Print all of the data exactly, with no line missing.

==============================

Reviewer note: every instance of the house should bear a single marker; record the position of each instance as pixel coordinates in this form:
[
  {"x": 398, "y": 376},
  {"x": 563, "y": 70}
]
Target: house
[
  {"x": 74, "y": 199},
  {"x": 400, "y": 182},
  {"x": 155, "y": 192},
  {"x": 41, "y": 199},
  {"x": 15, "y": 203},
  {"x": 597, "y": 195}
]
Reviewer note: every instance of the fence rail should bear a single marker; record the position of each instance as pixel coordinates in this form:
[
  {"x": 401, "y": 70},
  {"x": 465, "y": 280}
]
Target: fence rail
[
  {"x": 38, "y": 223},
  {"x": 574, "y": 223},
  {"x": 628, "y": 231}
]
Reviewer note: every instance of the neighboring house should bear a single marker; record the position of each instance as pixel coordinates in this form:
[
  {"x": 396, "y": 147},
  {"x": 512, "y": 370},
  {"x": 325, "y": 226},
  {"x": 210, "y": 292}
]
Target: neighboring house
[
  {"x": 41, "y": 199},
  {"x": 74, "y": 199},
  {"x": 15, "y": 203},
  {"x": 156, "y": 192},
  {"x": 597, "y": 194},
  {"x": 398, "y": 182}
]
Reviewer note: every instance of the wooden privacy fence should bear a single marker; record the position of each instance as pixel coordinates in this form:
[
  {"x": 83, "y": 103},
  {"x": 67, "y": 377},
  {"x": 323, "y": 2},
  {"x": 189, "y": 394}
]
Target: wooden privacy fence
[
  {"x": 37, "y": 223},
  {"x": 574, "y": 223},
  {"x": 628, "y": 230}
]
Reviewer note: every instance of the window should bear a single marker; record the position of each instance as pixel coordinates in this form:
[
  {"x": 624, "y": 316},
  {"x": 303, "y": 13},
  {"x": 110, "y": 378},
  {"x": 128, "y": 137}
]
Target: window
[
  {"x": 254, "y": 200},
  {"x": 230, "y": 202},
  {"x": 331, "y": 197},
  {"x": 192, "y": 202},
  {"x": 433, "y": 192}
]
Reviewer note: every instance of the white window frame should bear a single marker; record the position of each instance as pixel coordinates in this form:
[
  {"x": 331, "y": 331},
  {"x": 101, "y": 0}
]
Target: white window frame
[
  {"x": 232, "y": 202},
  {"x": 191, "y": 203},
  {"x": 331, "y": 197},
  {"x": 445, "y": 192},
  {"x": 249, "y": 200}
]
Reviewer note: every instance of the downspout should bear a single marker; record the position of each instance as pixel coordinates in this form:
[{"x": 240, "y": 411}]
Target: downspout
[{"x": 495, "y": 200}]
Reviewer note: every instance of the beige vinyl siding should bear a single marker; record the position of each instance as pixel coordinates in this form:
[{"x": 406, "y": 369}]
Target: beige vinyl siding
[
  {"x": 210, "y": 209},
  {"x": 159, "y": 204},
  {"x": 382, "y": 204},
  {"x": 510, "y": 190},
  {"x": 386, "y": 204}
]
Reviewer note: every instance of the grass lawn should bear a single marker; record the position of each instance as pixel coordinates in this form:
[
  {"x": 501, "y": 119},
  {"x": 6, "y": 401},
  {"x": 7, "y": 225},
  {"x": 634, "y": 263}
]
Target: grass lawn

==============================

WORKED SOLUTION:
Reviewer note: every instance of the house should bear a single marker; record the position of each instance as pixel coordinates in this form:
[
  {"x": 398, "y": 376},
  {"x": 563, "y": 70}
]
Target: house
[
  {"x": 74, "y": 199},
  {"x": 400, "y": 182},
  {"x": 155, "y": 192},
  {"x": 41, "y": 199},
  {"x": 15, "y": 203},
  {"x": 597, "y": 195}
]
Reviewer note: every instance of the fence rail should bear a single marker; record the position of each instance as pixel coordinates in this form:
[
  {"x": 401, "y": 70},
  {"x": 465, "y": 280}
]
Target: fence rail
[
  {"x": 38, "y": 223},
  {"x": 574, "y": 223},
  {"x": 628, "y": 231}
]
Reviewer note: every instance of the neighboring house should bear a single marker; record the position of each instance as pixel coordinates in this form:
[
  {"x": 396, "y": 147},
  {"x": 512, "y": 370},
  {"x": 325, "y": 226},
  {"x": 210, "y": 292}
]
Target: neighboring house
[
  {"x": 41, "y": 199},
  {"x": 74, "y": 199},
  {"x": 15, "y": 203},
  {"x": 156, "y": 192},
  {"x": 597, "y": 194},
  {"x": 398, "y": 182}
]
Reviewer note: every instance of the wooden privacy fence should bear a single marker; record the position of each instance as pixel coordinates in this form:
[
  {"x": 83, "y": 103},
  {"x": 67, "y": 377},
  {"x": 323, "y": 2},
  {"x": 189, "y": 394}
]
Target: wooden privacy fence
[
  {"x": 37, "y": 223},
  {"x": 574, "y": 223},
  {"x": 628, "y": 230}
]
Reviewer note: every instance of the window should bear a single marker; record the position of each instance as pixel coordinates in this form:
[
  {"x": 624, "y": 316},
  {"x": 303, "y": 13},
  {"x": 110, "y": 378},
  {"x": 128, "y": 137}
]
Target: window
[
  {"x": 254, "y": 200},
  {"x": 230, "y": 202},
  {"x": 331, "y": 197},
  {"x": 192, "y": 202},
  {"x": 433, "y": 192}
]
Reviewer note: every instance of the white window frame should bear a single marker; record the position of each instance as pixel coordinates in this form:
[
  {"x": 331, "y": 331},
  {"x": 101, "y": 0}
]
Target: white window frame
[
  {"x": 232, "y": 202},
  {"x": 191, "y": 203},
  {"x": 331, "y": 197},
  {"x": 445, "y": 192},
  {"x": 249, "y": 200}
]
Reviewer note: every instance of the downspout should bear a single marker; record the position of each instance as pixel coordinates in this form:
[{"x": 240, "y": 411}]
Target: downspout
[{"x": 495, "y": 200}]
Reviewer note: every instance of the beige vinyl siding should bear a single marker; record the position of each instance as pixel coordinates in this form:
[{"x": 406, "y": 369}]
Target: beige vinyl siding
[
  {"x": 210, "y": 209},
  {"x": 159, "y": 204},
  {"x": 382, "y": 204},
  {"x": 510, "y": 190},
  {"x": 386, "y": 204}
]
Reviewer note: every instance of the grass lawn should bear a single marker; record the position of each instance as pixel coordinates in this form:
[
  {"x": 501, "y": 119},
  {"x": 6, "y": 401},
  {"x": 7, "y": 225},
  {"x": 634, "y": 263}
]
Target: grass lawn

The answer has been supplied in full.